* _What this task involves_
Retyping the records exactly, down to the last line, is the whole job.

* _Given records_
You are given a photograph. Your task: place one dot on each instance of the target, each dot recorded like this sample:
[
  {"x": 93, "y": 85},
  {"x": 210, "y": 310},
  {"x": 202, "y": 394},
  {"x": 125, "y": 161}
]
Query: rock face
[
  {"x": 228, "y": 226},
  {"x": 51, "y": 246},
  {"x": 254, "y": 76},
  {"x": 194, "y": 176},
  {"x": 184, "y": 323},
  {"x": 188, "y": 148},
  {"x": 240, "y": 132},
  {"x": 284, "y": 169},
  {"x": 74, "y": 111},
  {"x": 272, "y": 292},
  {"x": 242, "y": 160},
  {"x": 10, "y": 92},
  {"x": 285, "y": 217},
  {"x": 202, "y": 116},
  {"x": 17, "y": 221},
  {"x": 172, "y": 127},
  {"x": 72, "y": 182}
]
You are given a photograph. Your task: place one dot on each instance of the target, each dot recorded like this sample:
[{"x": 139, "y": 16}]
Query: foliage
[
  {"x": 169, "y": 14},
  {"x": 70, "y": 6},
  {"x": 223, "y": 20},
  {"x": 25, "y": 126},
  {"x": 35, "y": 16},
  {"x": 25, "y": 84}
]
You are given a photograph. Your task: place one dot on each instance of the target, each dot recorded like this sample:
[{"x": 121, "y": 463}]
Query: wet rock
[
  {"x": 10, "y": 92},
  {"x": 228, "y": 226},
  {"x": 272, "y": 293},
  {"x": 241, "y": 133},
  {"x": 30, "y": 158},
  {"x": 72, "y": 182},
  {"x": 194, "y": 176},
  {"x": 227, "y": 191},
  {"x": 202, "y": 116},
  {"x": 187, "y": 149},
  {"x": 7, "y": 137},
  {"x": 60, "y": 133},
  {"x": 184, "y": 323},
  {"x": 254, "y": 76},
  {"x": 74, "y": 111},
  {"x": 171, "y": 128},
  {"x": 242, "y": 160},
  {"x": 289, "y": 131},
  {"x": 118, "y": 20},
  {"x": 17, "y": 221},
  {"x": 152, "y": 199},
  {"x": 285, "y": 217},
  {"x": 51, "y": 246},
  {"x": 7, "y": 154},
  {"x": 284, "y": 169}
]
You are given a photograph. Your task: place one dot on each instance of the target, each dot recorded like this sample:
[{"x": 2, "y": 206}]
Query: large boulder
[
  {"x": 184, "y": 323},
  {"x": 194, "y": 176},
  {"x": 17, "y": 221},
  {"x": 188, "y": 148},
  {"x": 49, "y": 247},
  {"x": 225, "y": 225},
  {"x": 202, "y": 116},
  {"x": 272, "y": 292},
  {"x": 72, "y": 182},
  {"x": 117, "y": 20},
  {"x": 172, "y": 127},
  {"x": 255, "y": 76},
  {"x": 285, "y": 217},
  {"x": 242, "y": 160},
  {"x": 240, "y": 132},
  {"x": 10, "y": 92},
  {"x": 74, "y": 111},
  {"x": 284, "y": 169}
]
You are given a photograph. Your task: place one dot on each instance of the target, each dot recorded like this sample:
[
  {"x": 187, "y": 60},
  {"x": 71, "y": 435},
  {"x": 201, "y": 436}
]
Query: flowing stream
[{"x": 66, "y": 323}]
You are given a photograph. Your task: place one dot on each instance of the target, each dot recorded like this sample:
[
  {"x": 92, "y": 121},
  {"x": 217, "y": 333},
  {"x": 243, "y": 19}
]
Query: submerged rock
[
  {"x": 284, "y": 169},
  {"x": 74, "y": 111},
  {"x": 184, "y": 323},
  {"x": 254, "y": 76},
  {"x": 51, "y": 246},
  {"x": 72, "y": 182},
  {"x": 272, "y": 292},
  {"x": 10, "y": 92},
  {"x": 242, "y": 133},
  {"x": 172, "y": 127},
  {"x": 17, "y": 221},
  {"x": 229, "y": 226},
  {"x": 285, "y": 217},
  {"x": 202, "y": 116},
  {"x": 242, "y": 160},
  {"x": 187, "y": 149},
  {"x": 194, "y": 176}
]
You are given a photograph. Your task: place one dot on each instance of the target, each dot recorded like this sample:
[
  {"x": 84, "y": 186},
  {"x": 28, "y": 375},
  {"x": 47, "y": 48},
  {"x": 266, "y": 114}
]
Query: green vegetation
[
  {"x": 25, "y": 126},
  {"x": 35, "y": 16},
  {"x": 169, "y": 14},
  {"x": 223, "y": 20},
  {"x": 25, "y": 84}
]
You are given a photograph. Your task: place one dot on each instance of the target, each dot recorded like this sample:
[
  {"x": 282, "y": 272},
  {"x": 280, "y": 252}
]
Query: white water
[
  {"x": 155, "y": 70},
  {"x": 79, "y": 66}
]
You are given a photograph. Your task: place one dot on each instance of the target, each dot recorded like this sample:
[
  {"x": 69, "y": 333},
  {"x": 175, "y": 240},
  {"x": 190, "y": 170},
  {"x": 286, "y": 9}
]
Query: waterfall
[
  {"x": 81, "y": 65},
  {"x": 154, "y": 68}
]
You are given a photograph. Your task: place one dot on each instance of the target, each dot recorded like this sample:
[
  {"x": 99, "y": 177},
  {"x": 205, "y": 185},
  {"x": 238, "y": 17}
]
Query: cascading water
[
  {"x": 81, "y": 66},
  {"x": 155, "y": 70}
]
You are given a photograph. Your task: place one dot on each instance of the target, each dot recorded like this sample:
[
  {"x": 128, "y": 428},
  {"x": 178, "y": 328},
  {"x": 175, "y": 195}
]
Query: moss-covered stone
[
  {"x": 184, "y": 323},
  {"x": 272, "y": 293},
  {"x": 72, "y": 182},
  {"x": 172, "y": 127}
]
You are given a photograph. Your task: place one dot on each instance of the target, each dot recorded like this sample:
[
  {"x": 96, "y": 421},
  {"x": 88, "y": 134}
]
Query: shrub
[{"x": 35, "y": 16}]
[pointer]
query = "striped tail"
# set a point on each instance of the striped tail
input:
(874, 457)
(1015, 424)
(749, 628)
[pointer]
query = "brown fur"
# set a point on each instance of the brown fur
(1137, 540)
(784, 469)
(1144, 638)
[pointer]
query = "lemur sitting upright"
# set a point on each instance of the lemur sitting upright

* _Response to the exercise_
You are given a photograph. Your task: place one dot on each instance of the target, each dot recorded like this sample:
[
  {"x": 93, "y": 85},
  {"x": 210, "y": 310},
  {"x": 202, "y": 394},
  {"x": 125, "y": 161}
]
Query: rock face
[
  {"x": 228, "y": 226},
  {"x": 51, "y": 246},
  {"x": 254, "y": 76},
  {"x": 194, "y": 176},
  {"x": 184, "y": 323},
  {"x": 188, "y": 148},
  {"x": 240, "y": 132},
  {"x": 284, "y": 169},
  {"x": 74, "y": 111},
  {"x": 272, "y": 292},
  {"x": 242, "y": 160},
  {"x": 10, "y": 92},
  {"x": 285, "y": 217},
  {"x": 202, "y": 116},
  {"x": 17, "y": 221},
  {"x": 172, "y": 127},
  {"x": 72, "y": 182}
]
You are given a photograph. Your task: place one dot on each instance of the target, each dot recorded like this sample:
[{"x": 139, "y": 16}]
Query: foliage
[
  {"x": 169, "y": 14},
  {"x": 70, "y": 6},
  {"x": 223, "y": 20},
  {"x": 25, "y": 126},
  {"x": 35, "y": 16},
  {"x": 25, "y": 84}
]
You are given a photograph. Your task: place one dot on each instance of the target, each dot recorded like this sample:
[{"x": 121, "y": 463}]
Query: wet rock
[
  {"x": 10, "y": 92},
  {"x": 228, "y": 226},
  {"x": 272, "y": 293},
  {"x": 241, "y": 133},
  {"x": 30, "y": 158},
  {"x": 72, "y": 182},
  {"x": 194, "y": 176},
  {"x": 227, "y": 191},
  {"x": 202, "y": 116},
  {"x": 187, "y": 149},
  {"x": 7, "y": 137},
  {"x": 60, "y": 133},
  {"x": 184, "y": 323},
  {"x": 254, "y": 76},
  {"x": 74, "y": 111},
  {"x": 171, "y": 128},
  {"x": 242, "y": 160},
  {"x": 289, "y": 131},
  {"x": 118, "y": 20},
  {"x": 17, "y": 221},
  {"x": 152, "y": 199},
  {"x": 285, "y": 217},
  {"x": 51, "y": 246},
  {"x": 7, "y": 154},
  {"x": 284, "y": 169}
]
You are given a photograph. Your task: place one dot on each instance of the target, each dot recorded like this sample:
[{"x": 2, "y": 206}]
Query: large boulder
[
  {"x": 184, "y": 323},
  {"x": 194, "y": 176},
  {"x": 17, "y": 221},
  {"x": 188, "y": 148},
  {"x": 49, "y": 247},
  {"x": 225, "y": 225},
  {"x": 202, "y": 116},
  {"x": 272, "y": 292},
  {"x": 72, "y": 182},
  {"x": 117, "y": 20},
  {"x": 172, "y": 127},
  {"x": 255, "y": 76},
  {"x": 285, "y": 217},
  {"x": 242, "y": 160},
  {"x": 240, "y": 132},
  {"x": 10, "y": 92},
  {"x": 74, "y": 111},
  {"x": 284, "y": 169}
]
You are given a photograph. Your task: place one dot on each instance of the target, each dot recorded like this sample:
[
  {"x": 187, "y": 60},
  {"x": 71, "y": 435},
  {"x": 201, "y": 436}
]
Query: flowing stream
[{"x": 66, "y": 323}]
You are given a photograph. Your task: place one dot on each instance of the target, each dot recorded like this sample:
[
  {"x": 92, "y": 121},
  {"x": 217, "y": 333},
  {"x": 243, "y": 19}
]
Query: submerged rock
[
  {"x": 284, "y": 169},
  {"x": 74, "y": 111},
  {"x": 184, "y": 323},
  {"x": 254, "y": 76},
  {"x": 51, "y": 246},
  {"x": 72, "y": 182},
  {"x": 272, "y": 292},
  {"x": 10, "y": 92},
  {"x": 242, "y": 133},
  {"x": 172, "y": 127},
  {"x": 17, "y": 221},
  {"x": 229, "y": 226},
  {"x": 285, "y": 217},
  {"x": 202, "y": 116},
  {"x": 242, "y": 160},
  {"x": 187, "y": 149},
  {"x": 194, "y": 176}
]
You are given a photograph. Your task: place one dot on each instance of the target, each dot recorded like this sample:
[
  {"x": 84, "y": 186},
  {"x": 28, "y": 375},
  {"x": 47, "y": 48},
  {"x": 266, "y": 114}
]
Query: green vegetation
[
  {"x": 25, "y": 126},
  {"x": 35, "y": 16},
  {"x": 169, "y": 14},
  {"x": 223, "y": 20},
  {"x": 25, "y": 84}
]
You are given a photograph. Your task: place one dot on each instance of the target, each dot recorded like this sample:
[
  {"x": 282, "y": 272},
  {"x": 280, "y": 252}
]
Query: white water
[
  {"x": 155, "y": 70},
  {"x": 79, "y": 66}
]
You are given a photograph. Your task: place one dot on each instance of the target, each dot recorded like this sample:
[
  {"x": 69, "y": 333},
  {"x": 175, "y": 240},
  {"x": 190, "y": 170},
  {"x": 286, "y": 9}
]
Query: waterfall
[
  {"x": 81, "y": 65},
  {"x": 154, "y": 68}
]
You are given a photograph. Your task: place one dot on each instance of the target, each dot recorded like this sample:
[
  {"x": 99, "y": 177},
  {"x": 205, "y": 185},
  {"x": 238, "y": 17}
]
Query: cascading water
[
  {"x": 81, "y": 66},
  {"x": 155, "y": 70}
]
You are given a photograph. Your task: place one dot on each instance of the target, each dot recorded like this sample:
[
  {"x": 128, "y": 428},
  {"x": 178, "y": 328},
  {"x": 175, "y": 195}
]
Query: moss-covered stone
[
  {"x": 184, "y": 323},
  {"x": 272, "y": 293},
  {"x": 72, "y": 182},
  {"x": 172, "y": 127}
]
You are given a photograph. Your task: place one dot on each instance of the target, each dot recorded like this sample:
[
  {"x": 96, "y": 421},
  {"x": 88, "y": 134}
]
Query: shrub
[{"x": 35, "y": 16}]
[pointer]
query = "striped tail"
# set a point on each instance of the striped tail
input:
(874, 457)
(1015, 424)
(749, 628)
[pointer]
query = "brown fur"
# set a point on each instance of the brown fur
(1137, 540)
(784, 469)
(1144, 638)
[pointer]
query = "lemur sitting upright"
# set a point on each instance of the lemur sitting upright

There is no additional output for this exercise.